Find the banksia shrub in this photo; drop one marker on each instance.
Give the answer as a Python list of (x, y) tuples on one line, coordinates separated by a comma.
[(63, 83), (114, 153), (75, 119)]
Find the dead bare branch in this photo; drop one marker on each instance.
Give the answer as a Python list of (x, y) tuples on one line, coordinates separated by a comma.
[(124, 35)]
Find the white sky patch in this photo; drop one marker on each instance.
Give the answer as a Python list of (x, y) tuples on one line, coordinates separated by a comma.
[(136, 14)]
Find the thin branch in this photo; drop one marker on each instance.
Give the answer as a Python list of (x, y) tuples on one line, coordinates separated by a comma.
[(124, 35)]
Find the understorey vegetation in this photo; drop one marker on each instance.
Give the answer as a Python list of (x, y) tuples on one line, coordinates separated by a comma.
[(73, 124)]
----
Work instruction
Write the lines out verbatim, from the one with "Find the dead" through the last line of the entries, and stop there.

Answer to this exercise
Find the dead bare branch in this photo; drop one marker on each instance.
Give the answer as a Python list of (x, y) tuples on one line, coordinates separated by a comma.
[(124, 35)]
Find the white sky patch in this photo; drop one marker on each instance.
Give the answer as a Python list of (x, y) tuples on one line, coordinates separated by a comma.
[(136, 14)]
Find the thin branch in this photo; drop one marker on each instance.
Give the answer as a Python list of (x, y) tuples on one line, coordinates separated by a comma.
[(124, 35)]
Find the understorey vegetation in this photo; drop one marker on each instance.
Give the answer as a Python list of (x, y) tuples on one line, coordinates separated by a comma.
[(73, 124)]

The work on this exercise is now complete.